**Given exercise:**
Find the line containing "Task: indicate the human arm", then return it and every line after it through the end of the records, exactly. Leave out pictures.

[Stored items from a collection]
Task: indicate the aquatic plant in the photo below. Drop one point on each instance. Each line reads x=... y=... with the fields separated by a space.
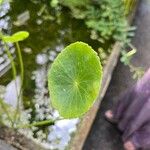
x=15 y=38
x=74 y=80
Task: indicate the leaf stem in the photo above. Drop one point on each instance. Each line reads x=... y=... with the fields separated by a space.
x=37 y=124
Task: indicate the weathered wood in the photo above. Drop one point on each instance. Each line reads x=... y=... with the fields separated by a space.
x=86 y=122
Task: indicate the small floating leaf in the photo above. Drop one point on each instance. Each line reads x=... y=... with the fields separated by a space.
x=74 y=80
x=16 y=37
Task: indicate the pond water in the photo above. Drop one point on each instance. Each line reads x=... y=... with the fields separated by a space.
x=50 y=31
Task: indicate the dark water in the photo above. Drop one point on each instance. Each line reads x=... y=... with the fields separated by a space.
x=50 y=31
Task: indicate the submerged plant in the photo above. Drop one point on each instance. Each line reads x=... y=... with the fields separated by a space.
x=74 y=80
x=15 y=38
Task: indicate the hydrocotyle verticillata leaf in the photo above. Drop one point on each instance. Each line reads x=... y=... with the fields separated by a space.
x=16 y=37
x=74 y=80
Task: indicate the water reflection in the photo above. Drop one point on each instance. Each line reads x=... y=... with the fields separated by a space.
x=47 y=38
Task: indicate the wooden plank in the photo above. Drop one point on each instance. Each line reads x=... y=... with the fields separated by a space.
x=86 y=122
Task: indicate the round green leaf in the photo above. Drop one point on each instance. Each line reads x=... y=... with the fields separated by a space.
x=74 y=80
x=16 y=37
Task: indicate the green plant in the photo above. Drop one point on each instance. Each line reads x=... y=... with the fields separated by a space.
x=129 y=5
x=71 y=83
x=74 y=80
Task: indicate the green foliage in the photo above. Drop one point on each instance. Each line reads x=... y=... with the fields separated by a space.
x=105 y=18
x=127 y=56
x=75 y=3
x=129 y=5
x=74 y=80
x=19 y=36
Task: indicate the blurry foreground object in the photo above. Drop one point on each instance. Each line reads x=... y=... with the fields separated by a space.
x=132 y=115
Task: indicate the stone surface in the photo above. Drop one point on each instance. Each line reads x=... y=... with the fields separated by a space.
x=103 y=135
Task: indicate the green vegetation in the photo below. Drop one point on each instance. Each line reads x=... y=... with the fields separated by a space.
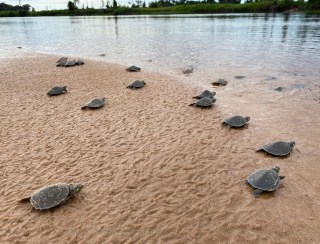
x=167 y=7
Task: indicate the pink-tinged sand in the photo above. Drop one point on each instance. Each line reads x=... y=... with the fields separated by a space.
x=154 y=169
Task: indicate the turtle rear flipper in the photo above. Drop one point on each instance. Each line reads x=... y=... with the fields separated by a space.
x=256 y=193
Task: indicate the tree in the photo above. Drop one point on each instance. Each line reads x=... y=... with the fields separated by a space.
x=71 y=6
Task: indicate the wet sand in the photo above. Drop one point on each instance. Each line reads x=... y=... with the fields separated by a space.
x=155 y=170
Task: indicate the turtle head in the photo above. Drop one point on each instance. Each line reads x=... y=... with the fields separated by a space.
x=276 y=169
x=75 y=188
x=292 y=143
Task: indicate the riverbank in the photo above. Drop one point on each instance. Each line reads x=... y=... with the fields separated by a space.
x=196 y=8
x=153 y=168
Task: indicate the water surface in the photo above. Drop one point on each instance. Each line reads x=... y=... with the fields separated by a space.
x=253 y=45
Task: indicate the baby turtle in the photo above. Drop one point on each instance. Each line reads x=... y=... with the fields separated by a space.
x=205 y=93
x=278 y=148
x=57 y=90
x=220 y=82
x=95 y=103
x=133 y=69
x=79 y=62
x=137 y=84
x=70 y=63
x=236 y=121
x=204 y=102
x=264 y=180
x=53 y=195
x=62 y=61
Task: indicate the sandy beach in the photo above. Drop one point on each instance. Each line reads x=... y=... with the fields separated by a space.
x=154 y=169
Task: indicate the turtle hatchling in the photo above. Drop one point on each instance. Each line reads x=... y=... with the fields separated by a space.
x=205 y=93
x=137 y=84
x=220 y=82
x=278 y=148
x=57 y=90
x=53 y=195
x=264 y=180
x=236 y=121
x=204 y=102
x=133 y=68
x=62 y=61
x=95 y=103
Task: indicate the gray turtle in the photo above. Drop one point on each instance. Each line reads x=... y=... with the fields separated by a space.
x=220 y=82
x=264 y=180
x=70 y=63
x=133 y=68
x=204 y=102
x=206 y=93
x=95 y=103
x=53 y=195
x=137 y=84
x=236 y=121
x=278 y=148
x=188 y=70
x=62 y=61
x=79 y=62
x=57 y=90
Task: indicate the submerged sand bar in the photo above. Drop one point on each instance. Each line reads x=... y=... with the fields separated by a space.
x=154 y=169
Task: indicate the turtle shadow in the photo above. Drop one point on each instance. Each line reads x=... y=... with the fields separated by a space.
x=263 y=195
x=245 y=127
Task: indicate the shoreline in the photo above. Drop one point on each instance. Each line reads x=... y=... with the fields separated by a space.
x=153 y=168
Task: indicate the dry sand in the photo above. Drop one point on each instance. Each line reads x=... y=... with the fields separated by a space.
x=155 y=170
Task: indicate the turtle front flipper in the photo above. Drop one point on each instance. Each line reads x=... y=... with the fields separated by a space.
x=256 y=193
x=25 y=199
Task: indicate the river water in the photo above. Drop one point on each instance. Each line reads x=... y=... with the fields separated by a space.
x=252 y=45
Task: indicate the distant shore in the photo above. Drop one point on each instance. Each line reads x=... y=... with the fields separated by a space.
x=196 y=8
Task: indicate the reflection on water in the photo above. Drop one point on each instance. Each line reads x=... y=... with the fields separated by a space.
x=209 y=43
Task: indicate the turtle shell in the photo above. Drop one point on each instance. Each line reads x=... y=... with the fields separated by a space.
x=265 y=179
x=137 y=84
x=95 y=103
x=278 y=148
x=62 y=62
x=50 y=196
x=62 y=59
x=205 y=93
x=133 y=68
x=236 y=121
x=205 y=102
x=57 y=90
x=70 y=63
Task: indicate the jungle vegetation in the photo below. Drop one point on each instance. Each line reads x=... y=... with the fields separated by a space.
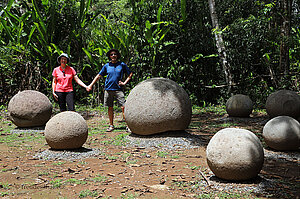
x=212 y=48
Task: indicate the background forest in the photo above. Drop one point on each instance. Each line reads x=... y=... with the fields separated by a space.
x=212 y=48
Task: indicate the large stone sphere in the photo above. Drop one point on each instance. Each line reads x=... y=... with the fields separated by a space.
x=235 y=154
x=66 y=130
x=239 y=106
x=29 y=108
x=283 y=102
x=282 y=133
x=157 y=105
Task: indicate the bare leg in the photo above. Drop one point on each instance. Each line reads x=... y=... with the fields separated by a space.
x=123 y=108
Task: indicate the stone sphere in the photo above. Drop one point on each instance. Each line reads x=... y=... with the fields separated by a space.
x=157 y=105
x=239 y=106
x=66 y=130
x=29 y=108
x=283 y=102
x=282 y=133
x=235 y=154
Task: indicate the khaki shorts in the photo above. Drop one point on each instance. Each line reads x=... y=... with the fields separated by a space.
x=110 y=95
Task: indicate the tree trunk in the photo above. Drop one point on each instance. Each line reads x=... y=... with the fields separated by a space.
x=285 y=26
x=220 y=44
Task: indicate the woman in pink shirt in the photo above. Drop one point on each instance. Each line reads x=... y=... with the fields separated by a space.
x=62 y=87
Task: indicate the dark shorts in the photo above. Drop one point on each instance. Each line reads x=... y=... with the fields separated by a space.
x=110 y=95
x=66 y=98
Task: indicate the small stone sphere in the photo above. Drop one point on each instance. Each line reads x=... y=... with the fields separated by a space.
x=282 y=133
x=283 y=102
x=239 y=106
x=29 y=108
x=66 y=130
x=235 y=154
x=157 y=105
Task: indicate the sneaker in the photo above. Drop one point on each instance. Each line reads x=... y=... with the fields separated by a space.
x=128 y=129
x=110 y=128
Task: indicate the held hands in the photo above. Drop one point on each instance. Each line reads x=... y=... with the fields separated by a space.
x=121 y=83
x=55 y=96
x=88 y=88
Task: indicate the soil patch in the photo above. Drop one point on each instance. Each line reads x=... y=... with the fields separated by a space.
x=122 y=165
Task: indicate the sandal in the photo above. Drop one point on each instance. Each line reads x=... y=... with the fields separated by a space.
x=110 y=128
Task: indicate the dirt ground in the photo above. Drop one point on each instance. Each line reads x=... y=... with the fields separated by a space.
x=120 y=171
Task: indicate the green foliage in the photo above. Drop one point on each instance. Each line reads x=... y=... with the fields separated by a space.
x=159 y=38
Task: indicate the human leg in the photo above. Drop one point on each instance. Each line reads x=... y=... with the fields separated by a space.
x=121 y=101
x=108 y=101
x=70 y=101
x=61 y=101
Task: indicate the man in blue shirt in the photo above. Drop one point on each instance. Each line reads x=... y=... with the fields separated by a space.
x=114 y=71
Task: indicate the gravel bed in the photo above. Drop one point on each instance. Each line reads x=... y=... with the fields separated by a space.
x=281 y=155
x=256 y=185
x=80 y=153
x=167 y=140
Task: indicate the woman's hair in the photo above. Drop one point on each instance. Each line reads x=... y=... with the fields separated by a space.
x=111 y=50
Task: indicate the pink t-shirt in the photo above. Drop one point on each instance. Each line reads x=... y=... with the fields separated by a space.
x=64 y=78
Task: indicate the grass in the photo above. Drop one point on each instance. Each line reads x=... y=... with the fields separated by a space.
x=118 y=140
x=56 y=183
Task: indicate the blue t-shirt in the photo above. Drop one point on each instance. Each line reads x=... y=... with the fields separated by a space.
x=114 y=72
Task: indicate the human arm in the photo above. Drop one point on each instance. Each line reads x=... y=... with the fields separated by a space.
x=93 y=82
x=53 y=88
x=79 y=82
x=127 y=80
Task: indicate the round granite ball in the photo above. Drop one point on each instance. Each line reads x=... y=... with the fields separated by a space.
x=66 y=130
x=235 y=154
x=239 y=106
x=29 y=108
x=282 y=133
x=283 y=102
x=157 y=105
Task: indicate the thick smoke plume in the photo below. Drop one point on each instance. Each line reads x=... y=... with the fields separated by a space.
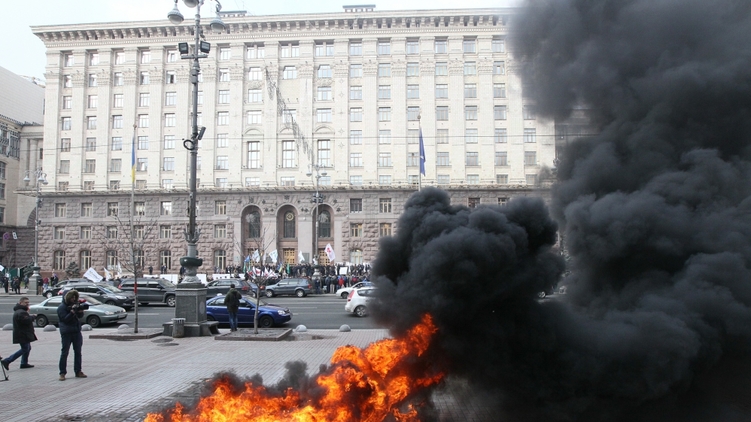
x=655 y=211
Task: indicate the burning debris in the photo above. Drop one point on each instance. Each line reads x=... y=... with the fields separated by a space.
x=383 y=381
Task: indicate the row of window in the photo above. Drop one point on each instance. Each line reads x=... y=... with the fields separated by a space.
x=292 y=49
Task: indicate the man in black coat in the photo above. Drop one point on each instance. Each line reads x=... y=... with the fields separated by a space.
x=23 y=334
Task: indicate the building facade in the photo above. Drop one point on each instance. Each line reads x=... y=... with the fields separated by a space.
x=292 y=105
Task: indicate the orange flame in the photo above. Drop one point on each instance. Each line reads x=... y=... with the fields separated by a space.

**Complete output:**
Task: indicate the human arm in the photo above. Drop one point on each instance. Each line reads x=... y=... with the fields separated by a space.
x=93 y=82
x=53 y=88
x=79 y=82
x=127 y=80
Task: indicate the round granite ball in the photo above. Drop one point on each instance. Each line reads x=... y=... with the fields separated by a space.
x=66 y=130
x=235 y=154
x=239 y=106
x=29 y=108
x=282 y=133
x=283 y=102
x=157 y=105
Task: indicate the thick smoke plume in the photo below. Drop one point on each instance. Each line reads x=... y=... with the fields separated by a space.
x=655 y=211
Task: indicate the burning debris in the photo above. Drop one point on each instance. Each line reads x=... y=... with the fields separated by a space.
x=383 y=381
Task: indicate the row of window in the photo above. Drop one point on each instance. Each line reads x=... y=... with the fields separated by a space.
x=292 y=49
Task: indicate the man in black coat in the photo above. Drop one point on each instance. Each line reads x=... y=... with the fields separated by a space.
x=23 y=334
Task: indicate the building facade in the photo above. Drop one point on each instance. Each line reads x=... y=... with the fields separated by a space.
x=292 y=105
Task: indicate the orange flame in the photo above. Drop one point on each instance. Each line reads x=... y=... with the fields separated by a space.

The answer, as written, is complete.